課題文:
的外れの共和候補者討論会
メディアの偏向に反論
民主党候補が政権を批判
【ワシントン】共和党は金をくずに変えるという特殊な能力をどこで身に付けたのだろうか。2014年、共和党は選挙で「マサカー(大虐殺)」(エコノミスト誌)を成し遂げた。あれから1年、選挙での勝利の結果、政府機関を閉鎖すると脅すこと以外に共和党は何を成し遂げただろう。ヒラリー・クリントン氏は、電子メール事件とベンガジ襲撃をめぐる不祥事の釈明に追われ、その上、ケビン・マッカーシー院内総務の一度の大失敗と、たった一度の無意味な11時間に及ぶベンガジ公聴会で共和党は、クリントン氏の疑惑を立証できなかった。
また新たな妙技が見られた。宿敵である大手メディアに大勝利したのだ。共和党は、メディアによる敵対的で派手な偏向を半世紀にわたって非難してきた。それには共感を得られたのだが、今度は逆にやり過ぎ、1週間もたたずに失ってしまった。
CNBCの討論会は共和党にとってはチャンスだった。リベラル派が露骨に共和党を見下し、敵対し、尊大な態度を取ったことで、ほかのメディアは思想的なごまかしが利かなくなり、失態を犯した仲間を非難し、嘲笑せざるを得なくなった。その次に共和党は何をしたかというと、波に乗っている間にやめておけばいいものを、1週間の間に幾つも会合を開き、声明を出し、さまざまな要求に関してあれこれと協議した。その中には、今後の討論会で取り上げられるかどうか分からない問題も含まれていた。

問題文: 共和党の討論会を扱った上の文章から、「また新たな妙技が見られた。宿」で始まり「からない問題も含まれていた。」まで続く部分を、一字も変えずに出力してください。

記録データ:
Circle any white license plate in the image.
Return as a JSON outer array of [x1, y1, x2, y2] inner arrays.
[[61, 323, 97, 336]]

解答例:
また新たな妙技が見られた。宿敵である大手メディアに大勝利したのだ。共和党は、メディアによる敵対的で派手な偏向を半世紀にわたって非難してきた。それには共感を得られたのだが、今度は逆にやり過ぎ、1週間もたたずに失ってしまった。
CNBCの討論会は共和党にとってはチャンスだった。リベラル派が露骨に共和党を見下し、敵対し、尊大な態度を取ったことで、ほかのメディアは思想的なごまかしが利かなくなり、失態を犯した仲間を非難し、嘲笑せざるを得なくなった。その次に共和党は何をしたかというと、波に乗っている間にやめておけばいいものを、1週間の間に幾つも会合を開き、声明を出し、さまざまな要求に関してあれこれと協議した。その中には、今後の討論会で取り上げられるかどうか分からない問題も含まれていた。